-- start of Passage provided --

Tom Lane wrote:
>
> The full-width case appears to assume that that can't happen: if we
> have a given key in an upper page, there can be *no* equal keys in
> subpages to its left. That's a rather strong assumption about how
> page splitting is done; is it correct?
>
> Even more to the point, *should* it be correct? If we always returned
> the last lesser key, then the code would work for any correctly
> sequenced b-tree, but this code looks like it works only if splits occur
> only at the leftmost of a group of equal keys. If there are a lot of
> equal keys, that could result in a badly unbalanced tree, no? Maybe
> that's the real reason why performance seems to be so bad for many
> equal keys... maybe the split algorithm needs to be relaxed?
Our btree-s use Lehman-Yao algorithm which works in assumption
that there is no duplicates at all. It's just reminding.
It was ~ 2 years ago when I changed duplicates handling
to fix some rare bugs (this is why you see BTP_CHAIN stuff
there) and now I don't remember many things and so I can't
comment. But after I changed btree-s I learned how Oracle
handles duplicates problem - it just uses heap tuple id
as (last) part of index key! So simple! Unfortunately,
I had not time to re-implement btree-s in this way.
But this would:
1. get rid of duplicates problem;
2. simplify code (BTP_CHAIN stuff would be removed);
3. order index tuples in such way that in scan heap pages would be read sequentially (from up of file to down);
4. speed up finding index tuple which corresponds to heap one (good for index cleaning up).
The main problem is just programistic: you will have to add
heap tid to the end of index tuples on internal index pages,
but on leaf pages heap tid is in the begin of index tuples
(inside of btitem struct).
So, if you're going to change btree, please consider ability
to implement above.
Vadim

-- end of Passage provided --

## [Given exercise a]
In the listing, rewrite the part from its start through the line containing "Outlines of the tv", changing "instance" to "occurrence" and leaving everything else as is.

-- start of Exercise inputs --

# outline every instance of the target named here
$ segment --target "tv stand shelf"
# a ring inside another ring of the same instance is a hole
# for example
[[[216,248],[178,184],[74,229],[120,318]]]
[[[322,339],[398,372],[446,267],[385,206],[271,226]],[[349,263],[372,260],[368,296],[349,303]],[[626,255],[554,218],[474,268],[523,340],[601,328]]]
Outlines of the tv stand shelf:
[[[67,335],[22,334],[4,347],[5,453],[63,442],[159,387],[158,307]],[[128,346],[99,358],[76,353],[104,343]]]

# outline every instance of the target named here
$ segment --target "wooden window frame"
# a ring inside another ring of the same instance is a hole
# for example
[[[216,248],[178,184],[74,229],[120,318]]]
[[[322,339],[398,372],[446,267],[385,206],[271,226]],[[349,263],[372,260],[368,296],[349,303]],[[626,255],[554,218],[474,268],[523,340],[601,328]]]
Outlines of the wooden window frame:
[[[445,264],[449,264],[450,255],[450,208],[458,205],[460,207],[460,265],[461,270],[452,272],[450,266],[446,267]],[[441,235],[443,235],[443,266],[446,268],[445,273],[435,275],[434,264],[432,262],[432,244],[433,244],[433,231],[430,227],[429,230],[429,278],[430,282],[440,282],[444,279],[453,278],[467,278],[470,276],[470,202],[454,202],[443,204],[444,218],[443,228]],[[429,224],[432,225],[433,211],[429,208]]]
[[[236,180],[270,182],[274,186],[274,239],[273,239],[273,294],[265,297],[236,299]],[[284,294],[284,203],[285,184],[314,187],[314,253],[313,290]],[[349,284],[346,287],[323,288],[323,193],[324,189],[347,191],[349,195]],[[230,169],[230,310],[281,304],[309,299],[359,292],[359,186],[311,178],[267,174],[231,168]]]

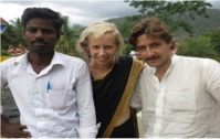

-- end of Exercise inputs --

## [Given exercise b]
Answer these about the btree discussion:
(i) Which algorithm do the btree-s use?
(ii) About how long ago were the duplicates handling changes made?
(iii) What does Oracle use as the last part of an index key?

## [Task result a]
# outline every occurrence of the target named here
$ segment --target "tv stand shelf"
# a ring inside another ring of the same occurrence is a hole
# for example
[[[216,248],[178,184],[74,229],[120,318]]]
[[[322,339],[398,372],[446,267],[385,206],[271,226]],[[349,263],[372,260],[368,296],[349,303]],[[626,255],[554,218],[474,268],[523,340],[601,328]]]
Outlines of the tv stand shelf:

## [Task result b]
(i) The Lehman-Yao algorithm.
(ii) About 2 years ago.
(iii) The heap tuple id.